▸ **PAGE EXTRACT**

────────────────────────────────────────

# CompArch Lab 4

# Vivien Chen, Lauren Pudvan, Samantha Young November 16, 2018

## 0.1 Schematic



Figure 1: This is a diagram of our pipelined CPU Schematic.

## 0.2 Description

The pipelined CPU is divided into five stages: instruction fetch (IF), instruction decode (ID), execution (EX), memory (MEM), and write back (WB). A register exists between stages to hold the values of wires and control lines for a single clock

cycle before the next stage, thereby allowing instructions to be processed in parallel at each stage, with the second instruction being fetched as the first instruction is being decoded, and so on.

IF stage: At the first PC count on the first clock cycle, the first instruction is fetched from instruction memory, which is fed into the IF/ID register to be processed at the ID stage in the next clock cycle. PC plus 4, which drives the counter to fetch the next instruction, is calculated at this stage. It is also fed into the IF/ID register to be used at a later stage to calculate the branch and jump addresses. There are three muxes to choose which PC count to look at: PC plus 4, branch address for branching, jump address for jumping, or register address for jump register. Since our CPU currently does not have branching or jumping capabilities, these muxes are always set to 0 and take PC plus 4 as the next PC count. If there is a LW hazard, calculated in the next stages, the PC and IF/ID registers are stalled to allow the LW hazard to continue for a cycle with the next instruction held.

────────────────────────────────────────

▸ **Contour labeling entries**
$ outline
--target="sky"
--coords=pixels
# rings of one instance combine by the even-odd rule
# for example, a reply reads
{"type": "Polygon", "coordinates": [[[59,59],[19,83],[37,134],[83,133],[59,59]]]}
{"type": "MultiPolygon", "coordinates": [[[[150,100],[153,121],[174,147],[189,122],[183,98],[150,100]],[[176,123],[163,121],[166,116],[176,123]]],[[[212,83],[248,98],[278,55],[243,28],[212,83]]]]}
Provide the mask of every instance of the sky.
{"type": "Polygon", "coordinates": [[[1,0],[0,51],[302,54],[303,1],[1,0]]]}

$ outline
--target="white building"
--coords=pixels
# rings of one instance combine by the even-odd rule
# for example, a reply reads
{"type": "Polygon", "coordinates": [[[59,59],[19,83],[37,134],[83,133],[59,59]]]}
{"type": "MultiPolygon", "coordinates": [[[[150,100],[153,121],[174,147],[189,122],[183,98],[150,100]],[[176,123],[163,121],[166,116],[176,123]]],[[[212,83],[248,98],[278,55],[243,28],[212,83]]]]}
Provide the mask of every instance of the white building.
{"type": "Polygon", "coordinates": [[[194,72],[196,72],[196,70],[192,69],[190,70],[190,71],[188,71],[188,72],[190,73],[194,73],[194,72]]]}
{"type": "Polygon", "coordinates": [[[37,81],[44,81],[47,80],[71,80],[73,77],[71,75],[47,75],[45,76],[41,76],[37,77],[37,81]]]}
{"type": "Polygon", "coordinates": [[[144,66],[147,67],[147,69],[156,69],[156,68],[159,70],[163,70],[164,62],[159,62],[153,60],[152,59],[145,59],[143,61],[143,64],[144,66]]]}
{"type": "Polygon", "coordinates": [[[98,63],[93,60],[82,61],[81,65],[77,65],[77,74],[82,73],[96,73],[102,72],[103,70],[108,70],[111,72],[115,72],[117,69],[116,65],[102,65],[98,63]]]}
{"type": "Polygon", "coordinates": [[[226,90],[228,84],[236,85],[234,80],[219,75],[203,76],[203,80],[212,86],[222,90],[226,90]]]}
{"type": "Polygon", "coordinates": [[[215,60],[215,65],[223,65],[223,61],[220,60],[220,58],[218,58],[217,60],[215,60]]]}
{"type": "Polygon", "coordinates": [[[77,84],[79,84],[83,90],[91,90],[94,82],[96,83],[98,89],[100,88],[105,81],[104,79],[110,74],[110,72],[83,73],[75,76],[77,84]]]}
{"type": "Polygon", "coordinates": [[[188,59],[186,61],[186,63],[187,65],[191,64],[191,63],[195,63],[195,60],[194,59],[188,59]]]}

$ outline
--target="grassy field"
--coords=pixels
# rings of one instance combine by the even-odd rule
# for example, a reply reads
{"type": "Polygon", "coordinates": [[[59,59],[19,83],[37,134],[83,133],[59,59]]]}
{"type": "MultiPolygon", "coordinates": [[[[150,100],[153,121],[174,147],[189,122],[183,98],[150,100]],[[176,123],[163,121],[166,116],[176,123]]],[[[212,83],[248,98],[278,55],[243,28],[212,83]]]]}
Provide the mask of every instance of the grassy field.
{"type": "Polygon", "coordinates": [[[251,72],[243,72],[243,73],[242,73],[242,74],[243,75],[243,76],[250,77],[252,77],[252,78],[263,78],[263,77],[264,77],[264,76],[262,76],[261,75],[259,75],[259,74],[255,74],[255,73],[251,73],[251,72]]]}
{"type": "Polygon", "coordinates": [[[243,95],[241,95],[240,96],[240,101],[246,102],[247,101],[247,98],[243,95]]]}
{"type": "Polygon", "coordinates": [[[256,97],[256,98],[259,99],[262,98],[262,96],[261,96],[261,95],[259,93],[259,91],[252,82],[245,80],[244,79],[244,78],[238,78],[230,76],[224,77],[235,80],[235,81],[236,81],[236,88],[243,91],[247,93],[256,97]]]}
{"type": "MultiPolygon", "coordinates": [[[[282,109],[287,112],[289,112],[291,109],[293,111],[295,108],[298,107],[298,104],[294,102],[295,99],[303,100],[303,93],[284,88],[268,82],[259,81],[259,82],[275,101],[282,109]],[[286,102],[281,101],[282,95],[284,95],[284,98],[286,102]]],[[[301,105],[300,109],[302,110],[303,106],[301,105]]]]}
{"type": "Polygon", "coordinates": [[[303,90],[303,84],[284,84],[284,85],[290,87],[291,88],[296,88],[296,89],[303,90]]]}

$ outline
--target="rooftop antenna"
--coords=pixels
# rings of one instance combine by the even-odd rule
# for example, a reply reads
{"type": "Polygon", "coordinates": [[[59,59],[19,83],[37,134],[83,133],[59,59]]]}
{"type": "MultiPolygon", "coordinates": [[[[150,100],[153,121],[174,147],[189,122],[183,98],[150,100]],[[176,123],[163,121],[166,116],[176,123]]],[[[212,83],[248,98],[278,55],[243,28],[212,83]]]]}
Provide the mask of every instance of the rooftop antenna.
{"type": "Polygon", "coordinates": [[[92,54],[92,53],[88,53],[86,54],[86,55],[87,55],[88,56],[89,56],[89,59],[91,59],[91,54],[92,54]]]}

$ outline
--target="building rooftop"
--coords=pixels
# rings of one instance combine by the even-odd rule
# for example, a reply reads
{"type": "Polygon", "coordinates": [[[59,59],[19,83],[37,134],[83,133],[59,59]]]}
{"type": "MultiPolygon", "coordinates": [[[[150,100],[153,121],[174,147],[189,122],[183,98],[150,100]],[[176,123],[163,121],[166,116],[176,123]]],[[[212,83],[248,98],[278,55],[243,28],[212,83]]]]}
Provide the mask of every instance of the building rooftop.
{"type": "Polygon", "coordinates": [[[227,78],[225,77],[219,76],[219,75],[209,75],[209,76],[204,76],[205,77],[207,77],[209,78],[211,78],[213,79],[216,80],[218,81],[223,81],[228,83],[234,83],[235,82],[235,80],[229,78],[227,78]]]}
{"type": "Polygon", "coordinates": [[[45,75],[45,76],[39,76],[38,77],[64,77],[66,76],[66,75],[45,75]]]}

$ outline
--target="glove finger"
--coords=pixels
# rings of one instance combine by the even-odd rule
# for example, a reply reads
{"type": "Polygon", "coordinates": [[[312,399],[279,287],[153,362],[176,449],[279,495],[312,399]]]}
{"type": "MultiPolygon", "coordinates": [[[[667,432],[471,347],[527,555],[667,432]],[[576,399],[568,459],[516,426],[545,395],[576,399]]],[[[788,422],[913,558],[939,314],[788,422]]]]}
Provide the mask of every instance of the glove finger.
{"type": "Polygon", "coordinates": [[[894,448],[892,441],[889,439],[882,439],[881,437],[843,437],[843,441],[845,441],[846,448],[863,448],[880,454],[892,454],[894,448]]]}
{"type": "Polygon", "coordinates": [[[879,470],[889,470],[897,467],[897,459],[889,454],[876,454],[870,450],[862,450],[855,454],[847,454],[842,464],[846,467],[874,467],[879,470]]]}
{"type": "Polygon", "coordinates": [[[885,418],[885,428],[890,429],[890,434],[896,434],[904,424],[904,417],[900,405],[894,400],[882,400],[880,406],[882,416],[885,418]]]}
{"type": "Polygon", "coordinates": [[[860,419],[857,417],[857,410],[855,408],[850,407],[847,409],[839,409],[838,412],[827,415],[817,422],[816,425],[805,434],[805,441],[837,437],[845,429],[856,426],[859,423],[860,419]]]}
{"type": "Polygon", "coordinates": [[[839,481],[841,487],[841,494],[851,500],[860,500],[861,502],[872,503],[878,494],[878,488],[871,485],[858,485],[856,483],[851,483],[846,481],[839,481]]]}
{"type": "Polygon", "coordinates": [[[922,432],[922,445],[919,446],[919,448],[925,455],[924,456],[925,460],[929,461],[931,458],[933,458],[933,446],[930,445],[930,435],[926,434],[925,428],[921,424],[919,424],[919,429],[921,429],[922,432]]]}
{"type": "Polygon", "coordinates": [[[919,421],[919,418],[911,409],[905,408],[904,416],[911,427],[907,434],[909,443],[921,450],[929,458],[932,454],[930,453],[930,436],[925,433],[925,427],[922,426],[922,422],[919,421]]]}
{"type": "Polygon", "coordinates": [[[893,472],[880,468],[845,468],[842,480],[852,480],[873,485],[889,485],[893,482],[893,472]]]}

────────────────────────────────────────

▸ **EXERCISE REQUIREMENTS**
**A.** Transcribe the part of the pipelined CPU lab report that begins at the words "# CompArch Lab" and ends after "pipelined CPU Schematic.".
**B.** Reproduce the contour labeling entries from their first line through the line containing "Provide the mask of every instance of the sky.", replacing "even-odd" with "nonzero" and changing nothing else.
The pipelined CPU lab report and the contour labeling entries have no connection to each other.

▸ **WRITTEN ANSWERS**
**A.**
# CompArch Lab 4

# Vivien Chen, Lauren Pudvan, Samantha Young November 16, 2018

## 0.1 Schematic



Figure 1: This is a diagram of our pipelined CPU Schematic.

**B.**
$ outline
--target="sky"
--coords=pixels
# rings of one instance combine by the nonzero rule
# for example, a reply reads
{"type": "Polygon", "coordinates": [[[59,59],[19,83],[37,134],[83,133],[59,59]]]}
{"type": "MultiPolygon", "coordinates": [[[[150,100],[153,121],[174,147],[189,122],[183,98],[150,100]],[[176,123],[163,121],[166,116],[176,123]]],[[[212,83],[248,98],[278,55],[243,28],[212,83]]]]}
Provide the mask of every instance of the sky.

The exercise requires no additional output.